Data provided:
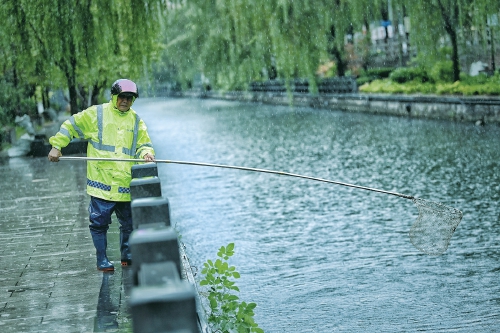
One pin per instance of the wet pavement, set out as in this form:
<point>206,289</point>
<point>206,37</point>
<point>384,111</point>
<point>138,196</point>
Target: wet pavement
<point>49,281</point>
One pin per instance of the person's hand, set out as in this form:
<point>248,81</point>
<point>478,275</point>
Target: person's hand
<point>149,158</point>
<point>54,154</point>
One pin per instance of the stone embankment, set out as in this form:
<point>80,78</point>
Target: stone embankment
<point>479,110</point>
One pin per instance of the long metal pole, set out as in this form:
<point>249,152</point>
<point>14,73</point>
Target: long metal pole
<point>132,160</point>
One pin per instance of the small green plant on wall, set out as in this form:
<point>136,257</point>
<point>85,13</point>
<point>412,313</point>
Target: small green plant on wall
<point>227,313</point>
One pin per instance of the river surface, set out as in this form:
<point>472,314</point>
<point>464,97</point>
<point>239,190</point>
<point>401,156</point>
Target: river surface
<point>319,257</point>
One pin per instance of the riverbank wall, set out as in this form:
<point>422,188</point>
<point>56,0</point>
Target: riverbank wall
<point>479,110</point>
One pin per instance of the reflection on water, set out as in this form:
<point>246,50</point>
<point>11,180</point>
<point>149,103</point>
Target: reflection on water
<point>318,257</point>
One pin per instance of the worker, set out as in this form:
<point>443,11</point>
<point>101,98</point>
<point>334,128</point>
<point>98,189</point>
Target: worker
<point>113,130</point>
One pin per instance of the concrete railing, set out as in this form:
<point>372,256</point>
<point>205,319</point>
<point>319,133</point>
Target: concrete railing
<point>479,110</point>
<point>161,300</point>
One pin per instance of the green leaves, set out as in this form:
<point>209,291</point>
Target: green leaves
<point>227,313</point>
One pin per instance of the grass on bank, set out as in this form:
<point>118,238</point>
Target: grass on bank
<point>414,80</point>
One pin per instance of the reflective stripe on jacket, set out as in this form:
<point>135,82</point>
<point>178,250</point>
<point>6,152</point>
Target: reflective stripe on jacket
<point>111,134</point>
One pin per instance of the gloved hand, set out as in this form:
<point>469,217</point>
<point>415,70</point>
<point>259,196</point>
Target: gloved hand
<point>149,158</point>
<point>54,154</point>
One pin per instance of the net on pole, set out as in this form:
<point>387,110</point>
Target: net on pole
<point>436,223</point>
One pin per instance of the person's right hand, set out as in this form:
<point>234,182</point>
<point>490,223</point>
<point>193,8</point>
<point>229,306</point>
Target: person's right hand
<point>54,155</point>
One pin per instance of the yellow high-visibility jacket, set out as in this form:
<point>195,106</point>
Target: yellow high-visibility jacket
<point>111,134</point>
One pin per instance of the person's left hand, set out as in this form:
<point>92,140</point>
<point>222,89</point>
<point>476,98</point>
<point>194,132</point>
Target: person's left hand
<point>149,158</point>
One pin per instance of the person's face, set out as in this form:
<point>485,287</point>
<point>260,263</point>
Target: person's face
<point>124,102</point>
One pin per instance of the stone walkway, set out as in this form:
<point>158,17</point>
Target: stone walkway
<point>49,281</point>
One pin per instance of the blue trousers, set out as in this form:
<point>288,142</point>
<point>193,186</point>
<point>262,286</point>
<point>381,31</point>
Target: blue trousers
<point>100,212</point>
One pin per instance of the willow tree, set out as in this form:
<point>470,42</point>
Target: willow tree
<point>234,42</point>
<point>89,42</point>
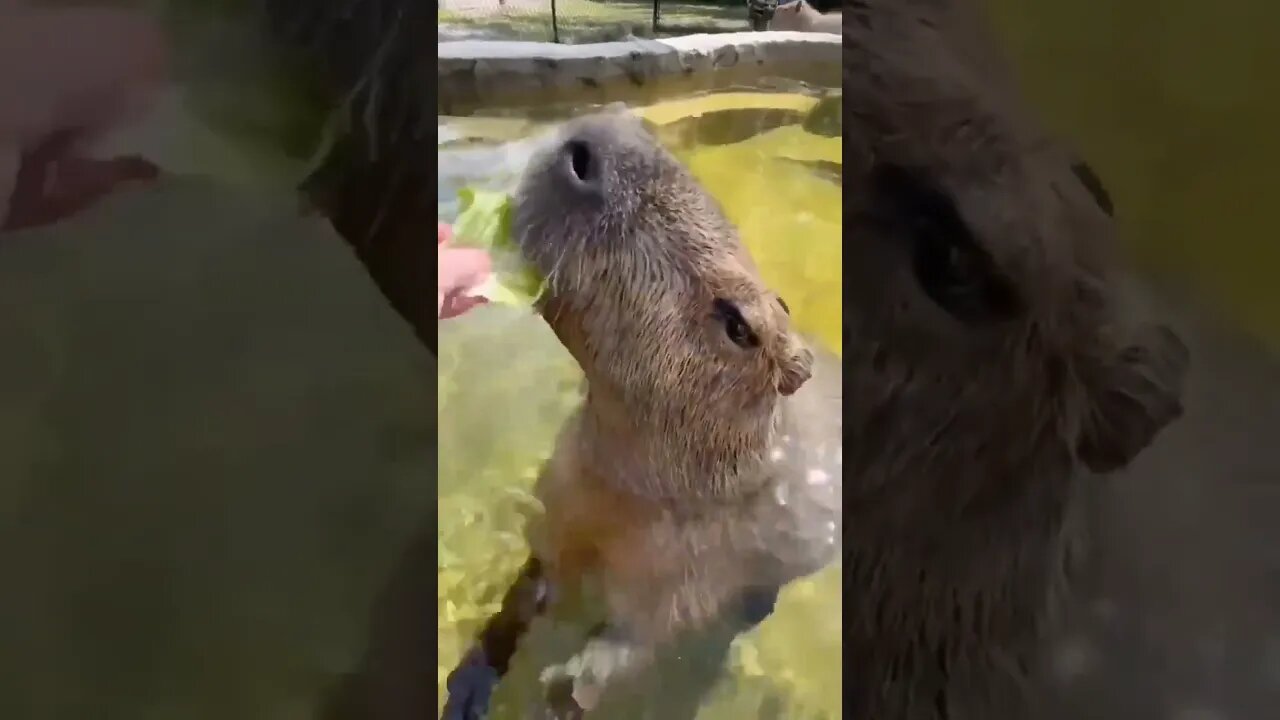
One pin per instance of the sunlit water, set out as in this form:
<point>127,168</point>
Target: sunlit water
<point>506,384</point>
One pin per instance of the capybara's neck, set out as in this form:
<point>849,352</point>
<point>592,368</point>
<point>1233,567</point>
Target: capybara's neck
<point>681,452</point>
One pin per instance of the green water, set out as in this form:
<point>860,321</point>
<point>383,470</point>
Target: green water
<point>506,384</point>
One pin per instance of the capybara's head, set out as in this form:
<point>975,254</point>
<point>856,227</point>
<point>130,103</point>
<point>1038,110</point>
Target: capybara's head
<point>991,349</point>
<point>649,286</point>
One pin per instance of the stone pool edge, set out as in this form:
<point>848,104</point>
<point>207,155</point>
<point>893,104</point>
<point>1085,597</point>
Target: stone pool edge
<point>484,73</point>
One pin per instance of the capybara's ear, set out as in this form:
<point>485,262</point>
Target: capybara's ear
<point>1134,395</point>
<point>795,367</point>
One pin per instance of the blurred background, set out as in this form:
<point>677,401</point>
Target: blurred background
<point>216,451</point>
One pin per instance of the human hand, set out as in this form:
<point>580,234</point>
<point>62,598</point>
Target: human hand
<point>69,76</point>
<point>461,270</point>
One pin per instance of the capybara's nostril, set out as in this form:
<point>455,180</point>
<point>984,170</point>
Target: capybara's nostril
<point>581,160</point>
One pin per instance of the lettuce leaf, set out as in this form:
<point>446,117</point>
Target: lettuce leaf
<point>484,222</point>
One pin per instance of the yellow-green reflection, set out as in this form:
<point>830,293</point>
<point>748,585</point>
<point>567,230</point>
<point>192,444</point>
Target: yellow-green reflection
<point>506,384</point>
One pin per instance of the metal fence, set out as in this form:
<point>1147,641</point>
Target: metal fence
<point>586,21</point>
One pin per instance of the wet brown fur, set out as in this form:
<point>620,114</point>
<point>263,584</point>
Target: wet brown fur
<point>803,17</point>
<point>969,442</point>
<point>681,483</point>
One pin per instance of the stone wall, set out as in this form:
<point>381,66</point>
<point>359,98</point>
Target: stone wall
<point>475,74</point>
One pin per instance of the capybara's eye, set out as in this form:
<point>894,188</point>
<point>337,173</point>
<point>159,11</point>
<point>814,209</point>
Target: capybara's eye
<point>949,263</point>
<point>1093,183</point>
<point>735,324</point>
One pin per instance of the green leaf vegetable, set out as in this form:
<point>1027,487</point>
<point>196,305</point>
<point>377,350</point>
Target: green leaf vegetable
<point>485,223</point>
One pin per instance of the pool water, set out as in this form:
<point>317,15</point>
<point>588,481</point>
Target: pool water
<point>506,384</point>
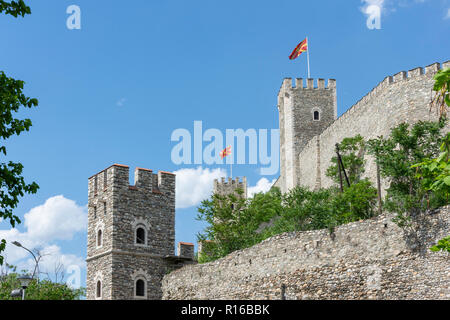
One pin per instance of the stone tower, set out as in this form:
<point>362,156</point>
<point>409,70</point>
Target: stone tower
<point>304,112</point>
<point>131,234</point>
<point>228,187</point>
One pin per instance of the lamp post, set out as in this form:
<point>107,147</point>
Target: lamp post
<point>18,244</point>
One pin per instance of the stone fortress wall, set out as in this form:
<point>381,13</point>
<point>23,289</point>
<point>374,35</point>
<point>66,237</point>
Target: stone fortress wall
<point>404,97</point>
<point>371,259</point>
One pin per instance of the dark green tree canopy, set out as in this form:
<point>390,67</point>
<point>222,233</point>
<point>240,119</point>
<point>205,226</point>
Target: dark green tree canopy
<point>12,99</point>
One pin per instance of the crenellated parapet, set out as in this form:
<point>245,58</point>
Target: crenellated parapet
<point>117,176</point>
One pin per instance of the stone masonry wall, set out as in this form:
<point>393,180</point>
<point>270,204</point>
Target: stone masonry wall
<point>404,97</point>
<point>118,209</point>
<point>371,259</point>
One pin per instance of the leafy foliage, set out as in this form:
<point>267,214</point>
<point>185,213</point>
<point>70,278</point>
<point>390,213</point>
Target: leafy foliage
<point>38,290</point>
<point>434,173</point>
<point>250,221</point>
<point>14,8</point>
<point>406,146</point>
<point>12,183</point>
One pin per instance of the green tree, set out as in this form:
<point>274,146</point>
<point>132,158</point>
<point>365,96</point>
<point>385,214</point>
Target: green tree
<point>12,183</point>
<point>442,245</point>
<point>441,87</point>
<point>233,221</point>
<point>14,8</point>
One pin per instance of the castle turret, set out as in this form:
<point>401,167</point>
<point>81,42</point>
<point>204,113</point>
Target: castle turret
<point>304,112</point>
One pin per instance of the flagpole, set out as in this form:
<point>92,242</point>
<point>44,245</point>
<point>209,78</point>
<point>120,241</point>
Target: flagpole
<point>307,51</point>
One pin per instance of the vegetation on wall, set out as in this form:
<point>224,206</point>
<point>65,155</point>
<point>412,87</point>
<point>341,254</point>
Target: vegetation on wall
<point>12,100</point>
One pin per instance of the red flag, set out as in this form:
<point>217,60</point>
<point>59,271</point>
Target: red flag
<point>225,152</point>
<point>302,47</point>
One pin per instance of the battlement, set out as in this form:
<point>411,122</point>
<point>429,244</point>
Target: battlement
<point>224,187</point>
<point>117,175</point>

Assignment:
For this exercise, output exactly the lines above from the line with "<point>248,81</point>" to the line with "<point>464,97</point>", counting both, and leave out the rest.

Answer space:
<point>248,81</point>
<point>478,275</point>
Target: person's hand
<point>149,158</point>
<point>54,154</point>
One pin per instance of the stone embankment, set out as in this form:
<point>80,78</point>
Target: stone embankment
<point>479,110</point>
One pin per instance of the long metal pole, set out as in this form:
<point>249,152</point>
<point>14,73</point>
Target: long metal pole
<point>132,160</point>
One pin per instance of the small green plant on wall, set out as in this form:
<point>136,257</point>
<point>85,13</point>
<point>412,313</point>
Target: small green plant on wall
<point>227,313</point>
One pin per instance of the river surface, set out as in this form:
<point>472,314</point>
<point>464,97</point>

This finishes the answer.